_Task statement_
Each line below must be written out exactly as shown.

_Records shown_
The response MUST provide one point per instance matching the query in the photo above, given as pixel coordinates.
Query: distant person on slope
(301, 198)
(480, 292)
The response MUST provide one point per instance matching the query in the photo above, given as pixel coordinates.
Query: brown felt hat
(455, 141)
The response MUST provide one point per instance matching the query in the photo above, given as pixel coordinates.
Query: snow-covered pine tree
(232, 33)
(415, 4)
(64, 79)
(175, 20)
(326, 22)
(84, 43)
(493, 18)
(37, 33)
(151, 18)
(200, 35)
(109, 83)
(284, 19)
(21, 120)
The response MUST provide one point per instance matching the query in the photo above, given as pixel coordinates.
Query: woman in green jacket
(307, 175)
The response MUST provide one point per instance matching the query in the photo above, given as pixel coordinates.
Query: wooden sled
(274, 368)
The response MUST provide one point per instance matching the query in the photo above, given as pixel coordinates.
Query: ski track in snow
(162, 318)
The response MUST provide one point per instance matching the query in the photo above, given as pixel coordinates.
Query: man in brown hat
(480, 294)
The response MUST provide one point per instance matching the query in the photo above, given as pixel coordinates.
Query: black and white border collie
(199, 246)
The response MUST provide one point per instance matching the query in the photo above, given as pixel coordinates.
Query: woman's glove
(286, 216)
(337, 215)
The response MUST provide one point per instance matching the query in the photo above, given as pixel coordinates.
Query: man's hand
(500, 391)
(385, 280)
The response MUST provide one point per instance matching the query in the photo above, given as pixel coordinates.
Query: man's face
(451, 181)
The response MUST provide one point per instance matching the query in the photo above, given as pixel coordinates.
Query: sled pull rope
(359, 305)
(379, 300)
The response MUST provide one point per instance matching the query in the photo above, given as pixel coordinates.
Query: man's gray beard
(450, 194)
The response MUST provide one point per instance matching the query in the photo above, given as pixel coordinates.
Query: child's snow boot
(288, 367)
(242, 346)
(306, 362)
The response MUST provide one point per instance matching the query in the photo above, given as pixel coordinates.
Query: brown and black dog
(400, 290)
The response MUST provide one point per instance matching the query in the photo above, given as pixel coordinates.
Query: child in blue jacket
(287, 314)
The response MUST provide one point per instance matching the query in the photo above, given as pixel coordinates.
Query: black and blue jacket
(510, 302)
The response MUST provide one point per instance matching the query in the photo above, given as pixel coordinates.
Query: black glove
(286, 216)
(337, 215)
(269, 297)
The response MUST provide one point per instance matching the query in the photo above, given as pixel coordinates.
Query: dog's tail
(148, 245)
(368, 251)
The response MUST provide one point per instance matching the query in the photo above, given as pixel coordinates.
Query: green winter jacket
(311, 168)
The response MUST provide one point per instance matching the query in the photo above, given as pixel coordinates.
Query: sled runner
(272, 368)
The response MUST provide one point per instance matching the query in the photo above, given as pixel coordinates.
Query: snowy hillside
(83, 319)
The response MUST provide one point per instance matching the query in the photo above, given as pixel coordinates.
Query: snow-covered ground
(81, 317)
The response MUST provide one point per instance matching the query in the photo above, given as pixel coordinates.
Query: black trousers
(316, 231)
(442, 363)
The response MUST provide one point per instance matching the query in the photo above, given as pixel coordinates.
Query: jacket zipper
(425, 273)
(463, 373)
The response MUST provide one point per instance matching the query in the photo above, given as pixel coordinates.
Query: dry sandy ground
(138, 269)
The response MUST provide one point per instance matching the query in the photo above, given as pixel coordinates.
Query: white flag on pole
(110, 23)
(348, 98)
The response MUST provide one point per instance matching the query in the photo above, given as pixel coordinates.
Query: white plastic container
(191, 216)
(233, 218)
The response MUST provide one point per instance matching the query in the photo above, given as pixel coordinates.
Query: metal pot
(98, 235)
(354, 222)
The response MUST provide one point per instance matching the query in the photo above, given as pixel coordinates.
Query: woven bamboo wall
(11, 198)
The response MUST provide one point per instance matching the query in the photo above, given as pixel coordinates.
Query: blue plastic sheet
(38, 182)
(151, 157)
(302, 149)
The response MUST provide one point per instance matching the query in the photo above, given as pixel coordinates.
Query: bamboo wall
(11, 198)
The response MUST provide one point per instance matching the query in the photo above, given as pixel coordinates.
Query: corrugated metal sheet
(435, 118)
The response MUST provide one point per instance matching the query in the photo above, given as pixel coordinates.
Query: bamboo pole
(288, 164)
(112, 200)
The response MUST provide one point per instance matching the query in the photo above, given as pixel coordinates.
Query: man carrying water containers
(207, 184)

_Answer for this exercise_
The response MUST provide one point per instance matching the query in the photo above, given as pixel coordinates.
Query: distant person on slope
(301, 198)
(480, 292)
The response MUST provide one point per instance matching the query in the photo above, given as pixel coordinates.
Query: brown felt hat
(455, 141)
The response MUST provide one point per instance matching the query in the photo above, given as pixel coordinates.
Query: snow-covered pine tree
(232, 33)
(415, 4)
(64, 79)
(175, 20)
(326, 22)
(84, 43)
(493, 18)
(37, 33)
(151, 18)
(200, 35)
(109, 83)
(284, 19)
(21, 120)
The response MUST provide one point per instance matching the query in the photo above, given as pixel coordinates.
Query: woman in green jacket
(307, 175)
The response MUST provide one point per instance matching the query in the photo above, given as pixel coordinates.
Query: wooden sled
(274, 368)
The response MUST provide one point per instance matching the query in the photo above, given as pixel coordinates.
Query: ski track in snow
(162, 318)
The response MUST provide one point per instance matching the query in the photo above, given as pixel coordinates.
Query: man in brown hat
(480, 294)
The response MUST provide one point per instance matching the query in the photo above, given as pixel coordinates.
Query: black and white border collie
(199, 246)
The response MUST provide one point per instance matching the query in the photo above, given as pixel coordinates.
Query: woman's glove
(286, 216)
(337, 215)
The response MUST provide one point per instance matching the query in the photo above, given as pixel coordinates.
Query: man's hand
(500, 391)
(385, 280)
The response MUST provide one point per instance matching the query in the photo above, given as pixel coordinates.
Query: man's face
(451, 181)
The response MUST provide one point per instance matching the query in the photo above, given as pixel coordinates.
Query: sled pull rope
(359, 305)
(379, 300)
The response MUST provide one point per instance matching the query in the photo above, given as pixel coordinates.
Query: man's gray beard
(450, 194)
The response MUST provide one point per instance matching the query in the photo above, given as pixel coordinates.
Query: child's snow boot
(288, 367)
(242, 346)
(306, 362)
The response MUST provide one point per instance matching the query in the photo above, given as pixel coordinates.
Query: brown and black dog
(400, 290)
The response MUST provide one point per instance matching the query in the photo above, given as pixel coordinates.
Query: child in blue jacket
(287, 314)
The response MUST provide one point per instance matching the query in the photo above, given as pixel coordinates.
Query: black and blue jacket
(510, 302)
The response MUST provide one point per instance matching the query in the photo above, given as pixel coordinates.
Query: black glove
(286, 216)
(337, 215)
(269, 297)
The response MUST provide one point per instance matching the query in the photo above, given as pixel coordinates.
Query: dog's tail
(148, 245)
(368, 251)
The response MUST provide one point per instance matching the query in the photo above, given as pixel coordinates.
Query: green winter jacket
(311, 168)
The response MUST provide one point per instance matching the query in the photo above, given as pixel coordinates.
Query: sled runner
(272, 368)
The response MUST provide one point per instance matching the query in the photo above, given as pixel coordinates.
Query: snowy hillside
(83, 319)
The response MUST provide one point per instance matching the query in the photo above, given as pixel coordinates.
Query: snow-covered ground
(81, 317)
The response MUST provide one point per instance matching the query in the photo above, given as pixel coordinates.
Query: black trousers
(316, 231)
(442, 363)
The response MUST provide one point per instance matching the query in the photo above, given as pixel coordinates.
Query: jacket zipper
(425, 273)
(463, 373)
The response MUST provide one point per instance matching the query in the photo above, given as pixel coordinates.
Query: dry sandy ground
(138, 269)
The response MUST provide one point per instance matching the query in the photo above, given as pixel coordinates.
Query: white flag on pole
(110, 23)
(348, 98)
The response MUST provide one point per instance matching the query in the photo above, given as pixel coordinates.
Query: white plastic container
(191, 216)
(233, 218)
The response MUST provide one point per instance matching the query in the photo above, given as pixel coordinates.
Query: metal pot
(98, 235)
(354, 222)
The response MUST provide one point per instance matching the query in the photo above, given as pixel coordinates.
Query: woven bamboo wall
(11, 198)
The response MUST provide one point per instance matching the query in the photo above, given as pixel coordinates.
Query: blue plastic sheet
(38, 182)
(151, 157)
(302, 149)
The response MUST provide one point per instance matching the query in the photo above, given as pixel coordinates.
Query: bamboo wall
(11, 198)
The response MUST provide one point per instance matching the query in the photo above, given as pixel coordinates.
Query: corrugated metal sheet
(435, 118)
The response MUST provide one point per instance matching the query in the photo above, given as pixel coordinates.
Query: bamboo pole
(288, 164)
(112, 200)
The response MUST provide one point per instance matching the query in the photo above, given as pixel coordinates.
Query: man carrying water containers
(207, 184)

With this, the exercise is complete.